> **Data extracts**:
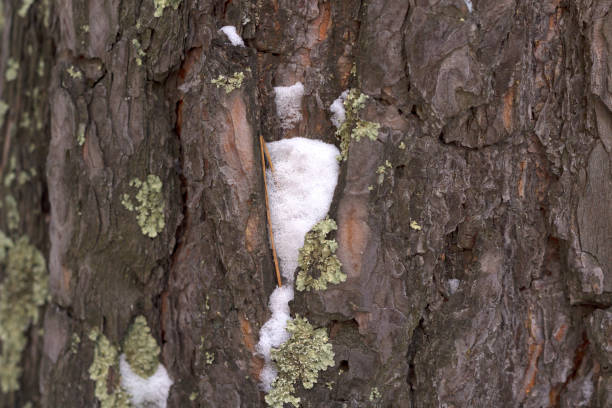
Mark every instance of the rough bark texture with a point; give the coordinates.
(498, 127)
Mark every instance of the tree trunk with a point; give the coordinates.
(475, 232)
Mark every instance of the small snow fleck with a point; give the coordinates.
(232, 35)
(453, 285)
(145, 392)
(469, 4)
(289, 104)
(337, 109)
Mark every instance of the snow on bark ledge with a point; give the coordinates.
(300, 193)
(288, 101)
(233, 36)
(149, 392)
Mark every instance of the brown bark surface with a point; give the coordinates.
(497, 124)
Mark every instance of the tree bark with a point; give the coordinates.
(479, 265)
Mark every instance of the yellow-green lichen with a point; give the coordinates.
(25, 6)
(317, 260)
(81, 134)
(12, 212)
(353, 126)
(41, 68)
(299, 359)
(375, 394)
(141, 349)
(382, 170)
(140, 54)
(105, 360)
(74, 343)
(12, 70)
(3, 110)
(150, 205)
(74, 72)
(22, 292)
(160, 5)
(229, 83)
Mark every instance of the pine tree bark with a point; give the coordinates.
(479, 265)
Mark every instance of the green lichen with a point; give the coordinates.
(210, 357)
(140, 54)
(141, 349)
(81, 134)
(231, 83)
(353, 126)
(150, 205)
(75, 342)
(25, 6)
(3, 110)
(382, 170)
(105, 359)
(160, 5)
(12, 212)
(12, 70)
(375, 394)
(317, 260)
(22, 292)
(299, 359)
(41, 68)
(74, 72)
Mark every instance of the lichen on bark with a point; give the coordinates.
(141, 349)
(150, 205)
(317, 260)
(299, 359)
(353, 126)
(105, 360)
(22, 292)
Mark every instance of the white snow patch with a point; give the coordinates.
(149, 392)
(337, 109)
(469, 4)
(300, 193)
(289, 104)
(233, 35)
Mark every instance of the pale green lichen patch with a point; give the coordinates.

> **What to produce**:
Repeat exactly the lines from the one containing "Mark every instance of the tree trunk" to the end of the records.

> **Exercise solution**:
Mark every instance of the tree trunk with a point; give the coordinates.
(475, 232)
Mark every instance of the small snow fleck with a point; give the coordinates.
(232, 35)
(453, 285)
(145, 392)
(469, 4)
(289, 104)
(337, 109)
Mark every instance of the snow on bark ledge with a point; give the coordinates.
(300, 193)
(288, 101)
(233, 36)
(149, 392)
Mark every instance of the brown bark surface with a point; give the coordinates.
(497, 124)
Mark every instance of the tree bark with a point; give the coordinates.
(479, 265)
Mark every instance of the yellow-green lichen with a point; give the coordinates.
(25, 6)
(317, 260)
(81, 134)
(12, 212)
(353, 126)
(41, 68)
(299, 359)
(375, 394)
(141, 349)
(382, 170)
(140, 54)
(105, 360)
(74, 343)
(12, 70)
(3, 110)
(150, 205)
(74, 72)
(22, 292)
(160, 5)
(229, 83)
Mark every instance of the pine tree bark with a point; give the coordinates.
(479, 265)
Mark every instance of the green lichen with a point; give the coordinates.
(210, 357)
(140, 54)
(141, 349)
(81, 134)
(231, 83)
(353, 126)
(150, 205)
(75, 342)
(25, 6)
(3, 110)
(382, 170)
(105, 359)
(160, 5)
(12, 212)
(12, 70)
(375, 394)
(317, 260)
(22, 292)
(299, 359)
(41, 68)
(74, 72)
Mark every instance of the lichen on bark with a point; give the coordinates.
(141, 349)
(150, 205)
(317, 260)
(299, 359)
(353, 126)
(105, 360)
(22, 292)
Mark every instance of the white snow patch with a point; give the coordinates.
(149, 392)
(337, 109)
(469, 4)
(300, 193)
(289, 104)
(233, 35)
Mark every instance of the pale green lichen patch with a point; give the coordinates.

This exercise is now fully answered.